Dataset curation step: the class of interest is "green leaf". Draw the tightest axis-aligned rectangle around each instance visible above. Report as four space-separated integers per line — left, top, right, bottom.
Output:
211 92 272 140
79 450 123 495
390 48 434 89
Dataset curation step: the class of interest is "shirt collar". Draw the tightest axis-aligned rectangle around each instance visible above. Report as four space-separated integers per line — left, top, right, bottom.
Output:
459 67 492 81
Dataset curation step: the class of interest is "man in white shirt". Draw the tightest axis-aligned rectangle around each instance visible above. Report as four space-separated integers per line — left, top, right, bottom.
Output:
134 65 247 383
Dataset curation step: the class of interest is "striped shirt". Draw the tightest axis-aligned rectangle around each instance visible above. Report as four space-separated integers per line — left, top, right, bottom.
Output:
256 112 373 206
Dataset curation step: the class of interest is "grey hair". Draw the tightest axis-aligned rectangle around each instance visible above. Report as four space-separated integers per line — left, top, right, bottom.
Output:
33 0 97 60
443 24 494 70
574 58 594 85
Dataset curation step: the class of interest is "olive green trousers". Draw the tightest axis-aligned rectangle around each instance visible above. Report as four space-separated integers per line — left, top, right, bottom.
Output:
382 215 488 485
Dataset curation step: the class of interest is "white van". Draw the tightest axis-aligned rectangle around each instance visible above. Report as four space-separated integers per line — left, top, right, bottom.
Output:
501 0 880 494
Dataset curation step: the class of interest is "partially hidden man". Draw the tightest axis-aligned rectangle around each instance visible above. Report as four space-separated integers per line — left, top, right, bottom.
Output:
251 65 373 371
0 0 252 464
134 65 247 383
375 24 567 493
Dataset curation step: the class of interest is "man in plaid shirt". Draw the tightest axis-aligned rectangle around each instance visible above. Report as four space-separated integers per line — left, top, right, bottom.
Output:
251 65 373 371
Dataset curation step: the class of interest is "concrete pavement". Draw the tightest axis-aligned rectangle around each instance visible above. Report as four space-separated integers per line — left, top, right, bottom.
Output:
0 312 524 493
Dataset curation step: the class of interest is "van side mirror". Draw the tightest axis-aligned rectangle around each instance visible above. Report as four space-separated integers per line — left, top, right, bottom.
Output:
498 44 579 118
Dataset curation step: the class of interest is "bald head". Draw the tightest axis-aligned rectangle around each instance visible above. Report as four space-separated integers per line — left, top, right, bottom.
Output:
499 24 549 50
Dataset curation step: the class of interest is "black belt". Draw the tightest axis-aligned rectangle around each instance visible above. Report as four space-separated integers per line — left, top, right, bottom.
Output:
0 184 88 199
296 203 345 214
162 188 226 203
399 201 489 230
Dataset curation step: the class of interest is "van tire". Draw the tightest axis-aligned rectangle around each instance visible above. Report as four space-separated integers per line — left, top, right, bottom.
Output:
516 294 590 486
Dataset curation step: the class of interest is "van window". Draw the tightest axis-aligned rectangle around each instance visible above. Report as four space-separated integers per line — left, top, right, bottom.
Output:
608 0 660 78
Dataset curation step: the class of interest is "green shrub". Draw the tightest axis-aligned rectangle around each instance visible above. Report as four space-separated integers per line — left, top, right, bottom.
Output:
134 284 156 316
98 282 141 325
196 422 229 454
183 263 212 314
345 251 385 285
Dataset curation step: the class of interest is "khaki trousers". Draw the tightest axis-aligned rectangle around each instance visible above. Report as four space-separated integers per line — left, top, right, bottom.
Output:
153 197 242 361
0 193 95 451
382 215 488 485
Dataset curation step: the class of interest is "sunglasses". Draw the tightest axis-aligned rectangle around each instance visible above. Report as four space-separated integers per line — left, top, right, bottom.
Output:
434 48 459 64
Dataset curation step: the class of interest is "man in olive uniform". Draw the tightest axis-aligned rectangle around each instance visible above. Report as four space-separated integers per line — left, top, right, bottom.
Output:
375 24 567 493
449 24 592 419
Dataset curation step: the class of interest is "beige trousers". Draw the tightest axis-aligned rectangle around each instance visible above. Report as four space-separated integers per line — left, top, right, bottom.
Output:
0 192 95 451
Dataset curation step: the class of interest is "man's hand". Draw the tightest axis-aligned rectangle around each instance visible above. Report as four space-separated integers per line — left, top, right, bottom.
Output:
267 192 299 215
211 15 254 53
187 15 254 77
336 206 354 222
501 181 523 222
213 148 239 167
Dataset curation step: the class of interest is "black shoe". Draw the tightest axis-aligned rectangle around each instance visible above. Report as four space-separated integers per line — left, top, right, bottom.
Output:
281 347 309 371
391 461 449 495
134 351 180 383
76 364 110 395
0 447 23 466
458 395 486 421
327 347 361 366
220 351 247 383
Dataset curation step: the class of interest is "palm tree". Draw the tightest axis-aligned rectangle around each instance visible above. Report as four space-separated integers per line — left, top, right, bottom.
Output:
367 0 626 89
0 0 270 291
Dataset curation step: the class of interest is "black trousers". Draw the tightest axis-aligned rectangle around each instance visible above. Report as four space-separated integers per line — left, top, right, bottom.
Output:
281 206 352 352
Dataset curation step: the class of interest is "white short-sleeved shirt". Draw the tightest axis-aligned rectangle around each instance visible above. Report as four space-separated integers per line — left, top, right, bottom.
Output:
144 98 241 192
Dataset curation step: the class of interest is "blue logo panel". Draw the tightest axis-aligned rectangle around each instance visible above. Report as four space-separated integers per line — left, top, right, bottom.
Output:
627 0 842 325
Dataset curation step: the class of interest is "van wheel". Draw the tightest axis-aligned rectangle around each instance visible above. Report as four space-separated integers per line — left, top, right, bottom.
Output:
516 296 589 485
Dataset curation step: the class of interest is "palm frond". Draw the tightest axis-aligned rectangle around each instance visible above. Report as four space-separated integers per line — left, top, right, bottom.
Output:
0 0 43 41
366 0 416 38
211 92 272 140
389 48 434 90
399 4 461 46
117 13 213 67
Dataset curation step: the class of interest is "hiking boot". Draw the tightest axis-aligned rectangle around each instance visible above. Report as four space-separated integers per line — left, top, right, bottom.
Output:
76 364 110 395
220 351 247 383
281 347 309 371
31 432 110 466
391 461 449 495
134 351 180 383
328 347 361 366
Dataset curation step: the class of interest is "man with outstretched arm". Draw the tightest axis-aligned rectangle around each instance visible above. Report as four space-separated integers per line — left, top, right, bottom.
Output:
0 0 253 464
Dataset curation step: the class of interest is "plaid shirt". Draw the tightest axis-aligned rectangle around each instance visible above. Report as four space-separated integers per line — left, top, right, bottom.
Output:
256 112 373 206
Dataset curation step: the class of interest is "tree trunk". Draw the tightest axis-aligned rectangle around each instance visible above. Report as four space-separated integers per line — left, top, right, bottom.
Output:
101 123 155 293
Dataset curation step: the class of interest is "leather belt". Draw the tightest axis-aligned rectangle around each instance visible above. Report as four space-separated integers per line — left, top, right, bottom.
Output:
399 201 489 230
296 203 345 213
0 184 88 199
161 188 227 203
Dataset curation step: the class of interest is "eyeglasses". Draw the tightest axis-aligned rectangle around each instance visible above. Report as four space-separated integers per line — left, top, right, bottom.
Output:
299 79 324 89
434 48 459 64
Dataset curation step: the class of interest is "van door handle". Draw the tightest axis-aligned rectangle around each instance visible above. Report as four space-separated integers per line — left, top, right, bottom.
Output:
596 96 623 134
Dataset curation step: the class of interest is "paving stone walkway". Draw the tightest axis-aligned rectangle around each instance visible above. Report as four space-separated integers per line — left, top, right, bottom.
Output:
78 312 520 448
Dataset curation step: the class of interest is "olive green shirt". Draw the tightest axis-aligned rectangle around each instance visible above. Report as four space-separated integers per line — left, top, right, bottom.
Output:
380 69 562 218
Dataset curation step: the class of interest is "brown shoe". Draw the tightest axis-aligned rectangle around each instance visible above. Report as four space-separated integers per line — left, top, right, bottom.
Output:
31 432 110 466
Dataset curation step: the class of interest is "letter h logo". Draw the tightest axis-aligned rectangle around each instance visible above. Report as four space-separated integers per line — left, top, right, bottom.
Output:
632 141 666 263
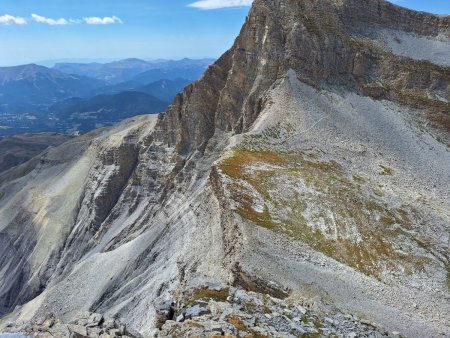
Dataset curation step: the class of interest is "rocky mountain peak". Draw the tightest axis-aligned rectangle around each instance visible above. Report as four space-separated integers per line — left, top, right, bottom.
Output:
0 0 450 337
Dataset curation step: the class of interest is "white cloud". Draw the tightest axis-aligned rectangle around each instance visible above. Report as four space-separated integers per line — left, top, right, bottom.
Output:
188 0 253 9
0 14 27 25
31 14 68 26
83 16 122 25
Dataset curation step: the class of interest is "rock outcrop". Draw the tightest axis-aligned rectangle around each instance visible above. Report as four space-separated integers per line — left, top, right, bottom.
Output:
0 0 450 337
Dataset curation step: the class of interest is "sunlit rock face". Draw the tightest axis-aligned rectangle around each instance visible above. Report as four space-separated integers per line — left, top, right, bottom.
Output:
0 0 450 337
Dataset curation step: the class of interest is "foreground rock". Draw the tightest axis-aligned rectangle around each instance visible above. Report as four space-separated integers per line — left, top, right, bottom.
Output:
158 286 392 337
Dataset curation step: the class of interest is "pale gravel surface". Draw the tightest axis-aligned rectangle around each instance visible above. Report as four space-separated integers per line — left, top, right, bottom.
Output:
360 29 450 67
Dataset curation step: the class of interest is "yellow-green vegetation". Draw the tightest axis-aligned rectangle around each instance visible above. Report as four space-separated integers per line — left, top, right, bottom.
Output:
220 148 428 277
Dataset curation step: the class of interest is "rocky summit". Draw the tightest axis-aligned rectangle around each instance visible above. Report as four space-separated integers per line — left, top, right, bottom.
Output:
0 0 450 338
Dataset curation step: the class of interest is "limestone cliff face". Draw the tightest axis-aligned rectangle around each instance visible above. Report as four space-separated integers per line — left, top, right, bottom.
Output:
0 0 450 337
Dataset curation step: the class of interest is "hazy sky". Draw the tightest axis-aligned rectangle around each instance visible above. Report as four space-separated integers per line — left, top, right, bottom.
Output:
0 0 450 66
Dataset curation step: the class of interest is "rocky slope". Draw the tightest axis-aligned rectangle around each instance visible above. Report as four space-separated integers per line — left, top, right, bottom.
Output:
0 0 450 337
0 133 70 172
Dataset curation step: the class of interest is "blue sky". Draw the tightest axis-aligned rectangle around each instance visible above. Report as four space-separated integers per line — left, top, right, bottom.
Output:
0 0 450 66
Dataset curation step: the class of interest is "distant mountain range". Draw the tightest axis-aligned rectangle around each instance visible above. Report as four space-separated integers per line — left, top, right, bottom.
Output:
49 92 168 133
53 59 214 84
0 64 105 106
0 59 213 136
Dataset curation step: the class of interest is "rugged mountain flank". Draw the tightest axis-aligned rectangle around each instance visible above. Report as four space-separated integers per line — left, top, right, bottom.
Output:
0 0 450 337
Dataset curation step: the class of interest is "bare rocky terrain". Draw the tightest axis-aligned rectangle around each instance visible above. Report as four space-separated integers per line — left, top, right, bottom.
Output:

==*==

§ WORK TO COMPLETE:
Please extract each line from the entries above that contains the word "green".

§ EXERCISE ANSWER:
Dataset curation step: the class of interest is "green leaf". Draw the tightest axis-aligned rectangle around each instance visible above. Report as four space-separated integers per line — left, top, right, bottom.
Dataset curation step: the class of interest is "olive green trousers". Draw the tightest axis-aligned rectangle around each instance visible above. Report as four space-separated integers per line — left, top, right, bottom.
Dataset curation step: the class of interest is "green shrub". Draw the tightest axis-aligned rectangle around each instance visible above. Report as four space-separated integers per line — left, top, right, bottom.
Dataset curation step: the class of interest is "olive green shirt". Draw the tightest axis-aligned rectangle around each instance visible above. Report as four space-separated integers per line — left, top, right, bottom.
Dataset curation step: the class of interest is "yellow-green vegetation". Draw the tightest axis-aligned rectangle around each instance visible above. Report as four space-separated integers per line — left, top, right, bottom.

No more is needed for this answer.